→ Assigned task 1: Return the passage of the Rock Haven article from "Wilde spoke Monday" to "investigation is complete.", copying it word for word.
→ Assigned task 2: Resume the Rock Haven news article after its final sentence and write what comes next.

→ Document passage:
<<<<

Rock Haven


The Rock County Board is scheduled to vote Thursday night on proposed pay hikes and signing bonuses for its staff at the troubled Rock Haven nursing home.

The move comes in the wake of controversy over Rock Haven’s decision to lay off staff members who declined to get COVID-19 vaccinations. Rock Haven already has suffered staff shortages, but the vaccine controversy made things worse, said board member Doug Wilde, who proposed the pay hikes and other changes.

Wilde spoke Monday night to the board Staff Committee, where six of nine committee members pushed through a change that at least would delay the pay hikes.

The resolution also calls for hiring a consultant to investigate the work environment, climate and culture at Rock Haven, “including potential violations of the personnel ordinance and the human resources section of the administrative policy and procedure manual related to interactions between management and staff.”

Board member Russ Podzilni proposed holding off on the pay hikes and other proposed measures until the investigation is complete.

>>>>

[Source records]
<<<<

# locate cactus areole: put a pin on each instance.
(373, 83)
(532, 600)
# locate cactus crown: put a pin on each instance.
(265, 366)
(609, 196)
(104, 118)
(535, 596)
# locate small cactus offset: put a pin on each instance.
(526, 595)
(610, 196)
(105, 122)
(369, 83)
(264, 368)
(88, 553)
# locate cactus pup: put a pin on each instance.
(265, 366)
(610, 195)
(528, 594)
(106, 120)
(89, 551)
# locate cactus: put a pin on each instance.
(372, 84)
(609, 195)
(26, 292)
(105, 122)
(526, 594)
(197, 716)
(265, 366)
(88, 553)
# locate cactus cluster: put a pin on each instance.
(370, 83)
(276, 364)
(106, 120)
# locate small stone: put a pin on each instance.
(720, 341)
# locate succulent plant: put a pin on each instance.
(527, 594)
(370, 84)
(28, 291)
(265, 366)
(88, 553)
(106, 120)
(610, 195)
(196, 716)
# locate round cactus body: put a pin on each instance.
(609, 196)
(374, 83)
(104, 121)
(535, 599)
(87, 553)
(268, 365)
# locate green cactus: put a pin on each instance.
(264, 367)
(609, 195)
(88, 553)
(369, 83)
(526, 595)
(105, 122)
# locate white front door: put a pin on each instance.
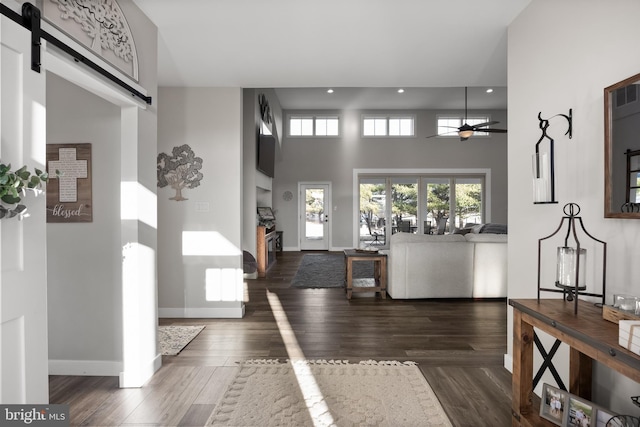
(315, 210)
(23, 281)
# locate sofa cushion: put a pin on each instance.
(486, 238)
(494, 228)
(420, 238)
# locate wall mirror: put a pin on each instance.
(622, 149)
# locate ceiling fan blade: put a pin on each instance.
(443, 134)
(485, 124)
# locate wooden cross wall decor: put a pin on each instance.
(69, 196)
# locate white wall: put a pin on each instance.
(84, 260)
(561, 56)
(103, 290)
(257, 187)
(209, 120)
(334, 159)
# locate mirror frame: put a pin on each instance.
(609, 212)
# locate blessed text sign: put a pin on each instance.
(69, 194)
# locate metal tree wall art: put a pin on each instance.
(180, 170)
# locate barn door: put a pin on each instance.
(23, 281)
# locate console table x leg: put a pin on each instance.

>>>>

→ Task result 1:
Wilde spoke Monday night to the board Staff Committee, where six of nine committee members pushed through a change that at least would delay the pay hikes.

The resolution also calls for hiring a consultant to investigate the work environment, climate and culture at Rock Haven, “including potential violations of the personnel ordinance and the human resources section of the administrative policy and procedure manual related to interactions between management and staff.”

Board member Russ Podzilni proposed holding off on the pay hikes and other proposed measures until the investigation is complete.

→ Task result 2:
Committee members Alan Sweeney, Louis Peer, Kevin Leavy, Bob Yeomans and Mary Beaver agreed.

Podzilni argued that the proposal relies too much on compensation and that officials should hear what staff management problems exist before addressing the staff shortage.

The resolution will be presented to the board’s Health Services Committee on Wednesday and Finance Committee on Thursday before the full board meeting that night.

If the three committees disagree, then the original resolution—without Podzilni’s amendment—will be presented to the board, Corporation Counsel Richard Greenlee said.

Rock Haven staff members are among the lowest paid on the county payroll, according to the resolution.

County Administrator Josh Smith said at Monday’s meeting that the proposed pay hikes would put Rock Haven pay rates ahead of the average for private nursing homes.

Smith acknowledged that Rock Haven’s staff receives better retirement benefits than in private nursing homes, but he said that’s not a strong selling point to younger recruits.

Peer said the recently hired Rock Haven administrator should be given time to assess the situation before the board makes changes.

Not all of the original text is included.